Aim
Reproduce verbatim the lines of the listing below, starting from the line containing "Where can you see the wispy" and continuing through the end of the listing, with both ends included. Leave the pictures out of your answer.
------------------------------------------------------------
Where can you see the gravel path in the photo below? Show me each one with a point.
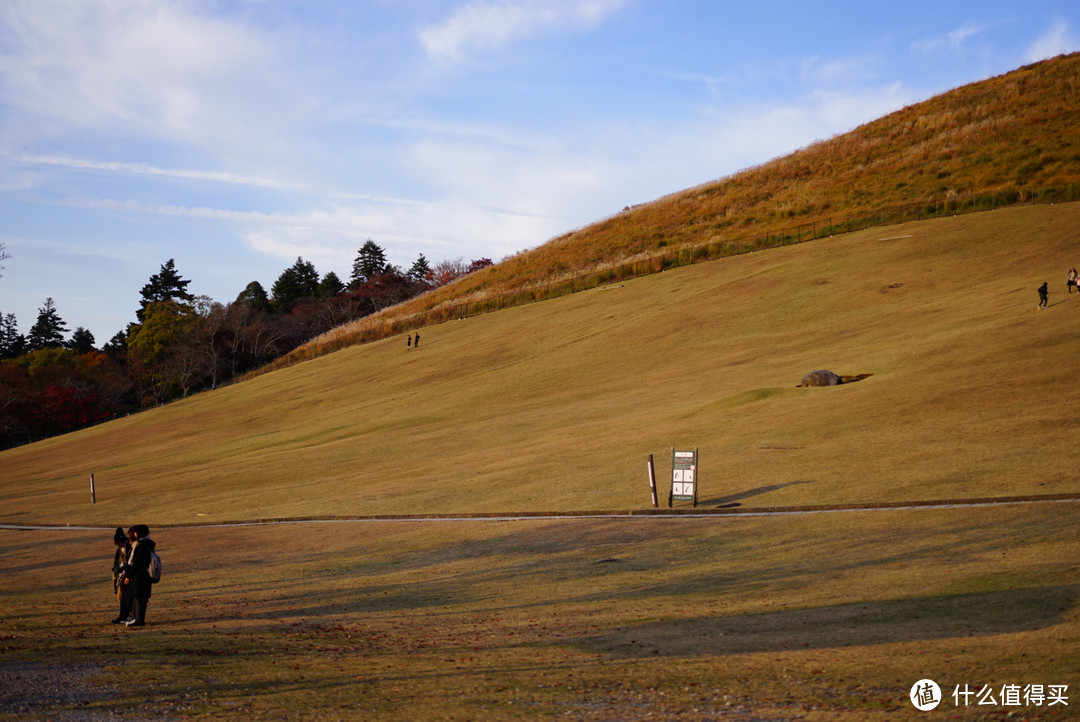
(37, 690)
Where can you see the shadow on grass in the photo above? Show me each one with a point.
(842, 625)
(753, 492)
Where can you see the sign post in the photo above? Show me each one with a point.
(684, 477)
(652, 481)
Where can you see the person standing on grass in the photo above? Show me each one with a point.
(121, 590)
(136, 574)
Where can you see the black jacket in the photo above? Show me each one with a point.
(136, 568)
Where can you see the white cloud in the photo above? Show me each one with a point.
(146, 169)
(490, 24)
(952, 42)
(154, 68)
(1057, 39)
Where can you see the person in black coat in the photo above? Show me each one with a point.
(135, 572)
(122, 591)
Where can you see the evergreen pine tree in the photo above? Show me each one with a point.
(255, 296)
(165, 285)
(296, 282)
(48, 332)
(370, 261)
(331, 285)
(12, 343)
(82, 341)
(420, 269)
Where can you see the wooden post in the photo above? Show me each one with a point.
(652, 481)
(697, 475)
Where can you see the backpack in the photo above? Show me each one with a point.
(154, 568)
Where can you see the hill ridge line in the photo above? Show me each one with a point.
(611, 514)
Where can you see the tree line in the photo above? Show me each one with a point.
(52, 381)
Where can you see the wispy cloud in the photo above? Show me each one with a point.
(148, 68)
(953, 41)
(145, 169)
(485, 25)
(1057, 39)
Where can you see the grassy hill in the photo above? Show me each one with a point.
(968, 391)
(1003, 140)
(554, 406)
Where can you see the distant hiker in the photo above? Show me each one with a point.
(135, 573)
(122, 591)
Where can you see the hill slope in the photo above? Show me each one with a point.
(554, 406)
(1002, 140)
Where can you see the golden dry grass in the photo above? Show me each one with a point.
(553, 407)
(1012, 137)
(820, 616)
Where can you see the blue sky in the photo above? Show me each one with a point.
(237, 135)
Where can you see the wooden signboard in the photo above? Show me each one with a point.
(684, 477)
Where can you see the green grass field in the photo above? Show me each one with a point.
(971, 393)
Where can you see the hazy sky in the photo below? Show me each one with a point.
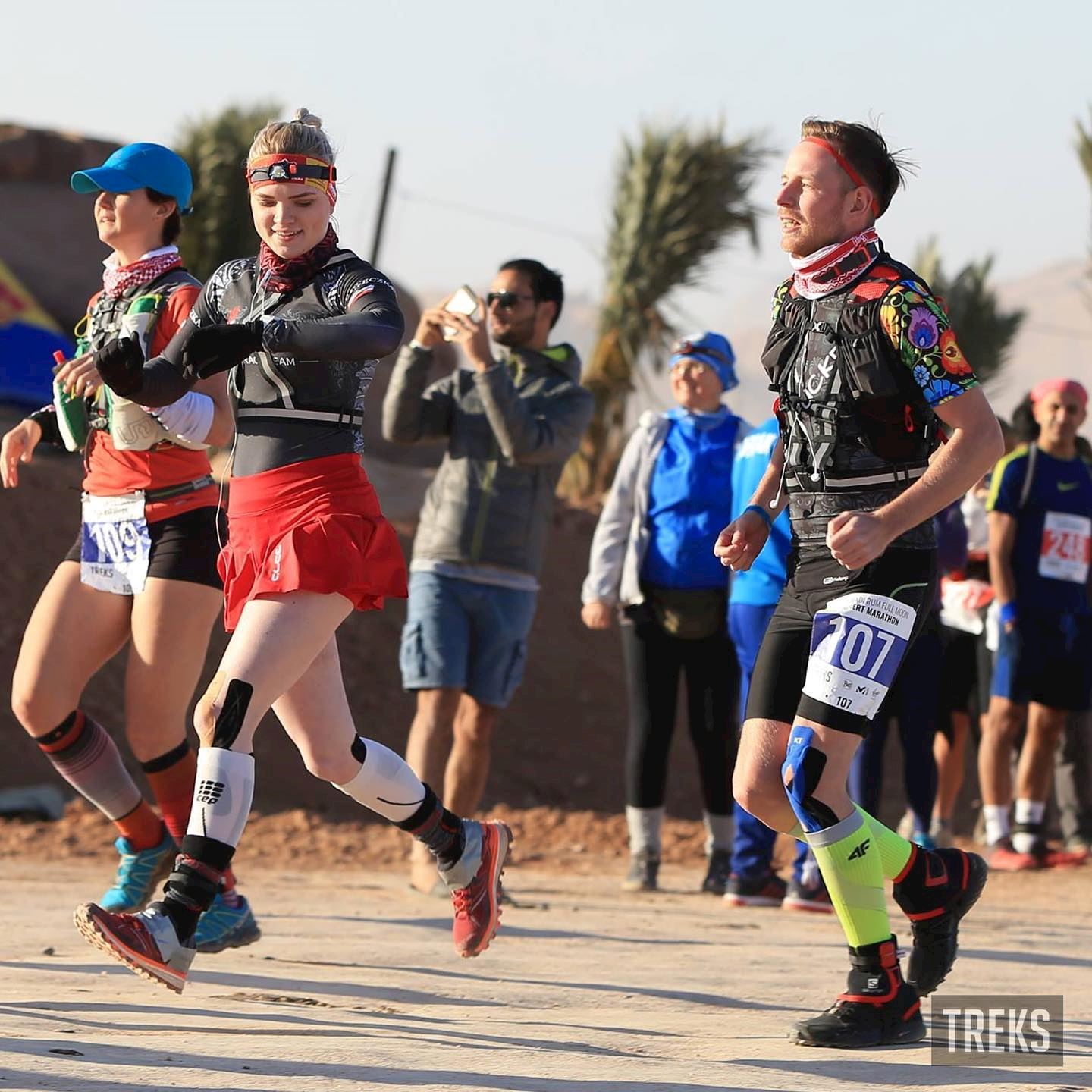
------------------------------------------------------------
Response below
Where can you see the wispy cloud in the photo above? Show me each one with a point.
(148, 68)
(953, 41)
(145, 169)
(485, 25)
(1057, 39)
Where can you see the grassy hill in the photo above? Show me each one with a point.
(968, 391)
(1003, 140)
(554, 406)
Where can you see the distant hiker in the photo above? Show me each one with a point.
(135, 573)
(122, 591)
Where can you see the hill slope in the photo above? Show me each one with a point.
(554, 406)
(1002, 140)
Where can you see the golden dry grass in the photo above? Show me each one with a point.
(553, 407)
(1012, 137)
(820, 616)
Where can you see the blue sky in the photo above? Show me each one with a point.
(237, 135)
Where can you see the wooden signboard in the photo above? Show me each one with a point.
(684, 477)
Where can you see the green grass field in the photo above? Show me each one with a point.
(971, 393)
Where can you see the hazy sky in the photo below? Show me each one with a point.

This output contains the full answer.